-- Start Material provided --
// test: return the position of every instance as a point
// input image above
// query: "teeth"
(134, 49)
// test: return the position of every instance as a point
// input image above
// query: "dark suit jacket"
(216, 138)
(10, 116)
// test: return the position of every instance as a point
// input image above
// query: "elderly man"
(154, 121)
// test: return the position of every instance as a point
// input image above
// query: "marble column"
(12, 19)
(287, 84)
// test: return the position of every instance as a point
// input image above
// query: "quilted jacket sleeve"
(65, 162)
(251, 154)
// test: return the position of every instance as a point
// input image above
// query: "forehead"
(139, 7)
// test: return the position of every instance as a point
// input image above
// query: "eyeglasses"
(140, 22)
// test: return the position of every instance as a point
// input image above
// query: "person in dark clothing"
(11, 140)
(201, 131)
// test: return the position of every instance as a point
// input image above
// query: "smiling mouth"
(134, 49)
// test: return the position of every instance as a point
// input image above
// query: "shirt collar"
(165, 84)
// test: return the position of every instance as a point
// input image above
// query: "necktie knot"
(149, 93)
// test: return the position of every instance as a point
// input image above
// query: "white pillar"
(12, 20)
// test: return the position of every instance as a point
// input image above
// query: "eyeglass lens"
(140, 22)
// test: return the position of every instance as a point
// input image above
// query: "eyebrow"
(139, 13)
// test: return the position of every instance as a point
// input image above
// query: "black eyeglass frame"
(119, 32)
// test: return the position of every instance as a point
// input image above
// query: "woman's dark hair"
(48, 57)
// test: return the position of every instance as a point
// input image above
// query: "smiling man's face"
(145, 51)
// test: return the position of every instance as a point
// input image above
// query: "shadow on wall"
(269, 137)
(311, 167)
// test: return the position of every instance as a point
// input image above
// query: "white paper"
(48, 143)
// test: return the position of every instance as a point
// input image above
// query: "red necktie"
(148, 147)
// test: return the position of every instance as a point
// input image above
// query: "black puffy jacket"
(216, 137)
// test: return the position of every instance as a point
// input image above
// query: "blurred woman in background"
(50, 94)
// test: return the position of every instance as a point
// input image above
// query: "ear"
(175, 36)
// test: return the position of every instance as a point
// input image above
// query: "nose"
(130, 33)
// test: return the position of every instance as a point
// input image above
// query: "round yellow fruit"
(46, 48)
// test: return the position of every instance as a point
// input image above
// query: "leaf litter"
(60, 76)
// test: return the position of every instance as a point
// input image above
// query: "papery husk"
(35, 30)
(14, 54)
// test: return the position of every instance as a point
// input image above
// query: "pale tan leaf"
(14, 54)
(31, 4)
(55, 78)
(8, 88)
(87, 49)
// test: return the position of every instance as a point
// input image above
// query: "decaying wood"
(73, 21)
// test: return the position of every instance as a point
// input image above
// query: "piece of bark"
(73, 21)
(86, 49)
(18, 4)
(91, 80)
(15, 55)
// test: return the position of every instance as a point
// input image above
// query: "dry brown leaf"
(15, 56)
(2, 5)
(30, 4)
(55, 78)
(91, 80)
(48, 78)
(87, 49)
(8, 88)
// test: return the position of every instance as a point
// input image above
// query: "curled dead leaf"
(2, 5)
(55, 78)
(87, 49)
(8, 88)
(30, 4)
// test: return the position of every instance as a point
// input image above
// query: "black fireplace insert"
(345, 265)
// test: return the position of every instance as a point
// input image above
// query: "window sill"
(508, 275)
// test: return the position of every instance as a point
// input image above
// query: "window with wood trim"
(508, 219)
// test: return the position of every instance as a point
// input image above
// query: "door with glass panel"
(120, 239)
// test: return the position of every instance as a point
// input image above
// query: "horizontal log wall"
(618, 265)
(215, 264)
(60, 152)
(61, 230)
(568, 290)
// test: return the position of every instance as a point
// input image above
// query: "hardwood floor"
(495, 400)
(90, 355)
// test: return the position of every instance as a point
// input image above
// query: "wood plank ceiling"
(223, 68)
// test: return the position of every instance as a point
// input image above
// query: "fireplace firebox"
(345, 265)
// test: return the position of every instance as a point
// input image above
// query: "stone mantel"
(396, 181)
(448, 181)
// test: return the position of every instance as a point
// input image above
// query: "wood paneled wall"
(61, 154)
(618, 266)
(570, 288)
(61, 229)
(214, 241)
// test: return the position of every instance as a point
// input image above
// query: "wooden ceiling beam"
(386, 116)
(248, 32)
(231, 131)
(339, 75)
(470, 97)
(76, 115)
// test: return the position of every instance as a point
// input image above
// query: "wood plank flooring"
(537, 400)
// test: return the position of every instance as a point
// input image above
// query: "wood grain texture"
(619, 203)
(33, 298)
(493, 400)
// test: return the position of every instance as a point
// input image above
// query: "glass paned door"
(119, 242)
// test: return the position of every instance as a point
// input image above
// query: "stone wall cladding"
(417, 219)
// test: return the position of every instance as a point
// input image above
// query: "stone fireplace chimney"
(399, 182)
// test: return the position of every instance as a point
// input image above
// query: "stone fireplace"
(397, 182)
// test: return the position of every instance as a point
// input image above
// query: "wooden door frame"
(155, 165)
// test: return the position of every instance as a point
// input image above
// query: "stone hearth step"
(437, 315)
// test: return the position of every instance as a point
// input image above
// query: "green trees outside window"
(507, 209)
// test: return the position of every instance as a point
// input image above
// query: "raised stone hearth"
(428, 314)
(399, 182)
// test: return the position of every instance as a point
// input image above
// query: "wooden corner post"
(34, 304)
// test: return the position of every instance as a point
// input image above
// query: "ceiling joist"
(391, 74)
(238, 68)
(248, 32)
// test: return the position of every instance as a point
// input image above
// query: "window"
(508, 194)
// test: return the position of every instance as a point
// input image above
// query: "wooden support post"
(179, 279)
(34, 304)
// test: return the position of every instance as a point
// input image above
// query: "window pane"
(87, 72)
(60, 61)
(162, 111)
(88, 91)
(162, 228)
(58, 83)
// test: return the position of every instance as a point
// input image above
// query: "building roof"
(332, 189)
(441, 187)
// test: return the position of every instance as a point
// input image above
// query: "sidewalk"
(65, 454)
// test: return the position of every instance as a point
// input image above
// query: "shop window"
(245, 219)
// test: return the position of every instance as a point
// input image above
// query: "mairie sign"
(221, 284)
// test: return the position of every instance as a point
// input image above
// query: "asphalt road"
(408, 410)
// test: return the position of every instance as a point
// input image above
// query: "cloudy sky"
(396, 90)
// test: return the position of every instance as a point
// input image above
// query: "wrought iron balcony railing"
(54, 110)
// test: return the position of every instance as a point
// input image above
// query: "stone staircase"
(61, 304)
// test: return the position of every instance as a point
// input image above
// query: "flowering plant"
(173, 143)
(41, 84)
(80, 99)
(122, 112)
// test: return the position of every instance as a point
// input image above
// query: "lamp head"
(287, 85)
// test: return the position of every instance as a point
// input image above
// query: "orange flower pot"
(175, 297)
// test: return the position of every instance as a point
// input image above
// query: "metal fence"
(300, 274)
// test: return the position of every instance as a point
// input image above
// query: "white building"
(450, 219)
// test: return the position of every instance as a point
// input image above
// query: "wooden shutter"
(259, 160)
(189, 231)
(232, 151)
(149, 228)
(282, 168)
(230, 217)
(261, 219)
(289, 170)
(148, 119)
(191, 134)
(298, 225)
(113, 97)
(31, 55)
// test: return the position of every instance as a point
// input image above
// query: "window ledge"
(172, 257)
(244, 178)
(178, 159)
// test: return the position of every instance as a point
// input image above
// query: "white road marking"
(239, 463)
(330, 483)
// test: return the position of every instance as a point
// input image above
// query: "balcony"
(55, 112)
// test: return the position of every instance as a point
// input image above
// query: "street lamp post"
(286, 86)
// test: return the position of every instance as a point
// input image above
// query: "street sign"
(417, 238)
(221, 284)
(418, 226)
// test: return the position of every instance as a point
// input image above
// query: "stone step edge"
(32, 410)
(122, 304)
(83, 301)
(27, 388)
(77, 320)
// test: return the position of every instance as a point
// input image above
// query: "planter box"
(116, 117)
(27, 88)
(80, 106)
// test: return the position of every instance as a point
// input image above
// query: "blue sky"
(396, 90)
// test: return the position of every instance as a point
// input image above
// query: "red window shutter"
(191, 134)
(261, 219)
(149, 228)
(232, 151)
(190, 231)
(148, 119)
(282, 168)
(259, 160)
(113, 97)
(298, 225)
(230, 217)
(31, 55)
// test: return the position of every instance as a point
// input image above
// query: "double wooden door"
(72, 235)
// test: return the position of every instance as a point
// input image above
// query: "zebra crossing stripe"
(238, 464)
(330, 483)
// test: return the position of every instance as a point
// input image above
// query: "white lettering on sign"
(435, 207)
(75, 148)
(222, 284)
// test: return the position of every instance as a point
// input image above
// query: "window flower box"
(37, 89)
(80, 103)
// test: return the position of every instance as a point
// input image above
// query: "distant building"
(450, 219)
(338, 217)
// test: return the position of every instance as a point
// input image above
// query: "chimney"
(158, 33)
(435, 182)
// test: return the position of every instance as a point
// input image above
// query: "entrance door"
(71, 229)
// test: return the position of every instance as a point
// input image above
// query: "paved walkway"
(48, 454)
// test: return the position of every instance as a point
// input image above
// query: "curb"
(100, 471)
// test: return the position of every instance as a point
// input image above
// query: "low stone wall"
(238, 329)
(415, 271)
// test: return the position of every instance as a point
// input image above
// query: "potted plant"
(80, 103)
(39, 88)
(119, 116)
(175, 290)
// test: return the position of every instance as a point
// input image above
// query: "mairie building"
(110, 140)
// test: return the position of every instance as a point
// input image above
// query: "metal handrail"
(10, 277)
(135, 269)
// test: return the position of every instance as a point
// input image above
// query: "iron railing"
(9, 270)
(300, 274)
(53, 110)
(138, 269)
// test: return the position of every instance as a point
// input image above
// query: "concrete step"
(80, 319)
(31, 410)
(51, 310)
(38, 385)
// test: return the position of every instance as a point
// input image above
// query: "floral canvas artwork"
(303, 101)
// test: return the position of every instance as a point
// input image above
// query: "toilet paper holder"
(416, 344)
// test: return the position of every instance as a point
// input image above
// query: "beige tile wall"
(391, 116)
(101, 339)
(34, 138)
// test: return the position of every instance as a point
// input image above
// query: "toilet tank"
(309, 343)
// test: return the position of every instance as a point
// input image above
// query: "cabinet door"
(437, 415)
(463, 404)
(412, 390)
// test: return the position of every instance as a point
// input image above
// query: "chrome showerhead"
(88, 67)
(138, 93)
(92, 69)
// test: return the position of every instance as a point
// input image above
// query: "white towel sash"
-- End Material provided --
» What the task requires:
Pick out every line of the records above that contains the word "with", and copy each one in full.

» Solution to the problem:
// query: "window with wood trim"
// query: "door with glass panel"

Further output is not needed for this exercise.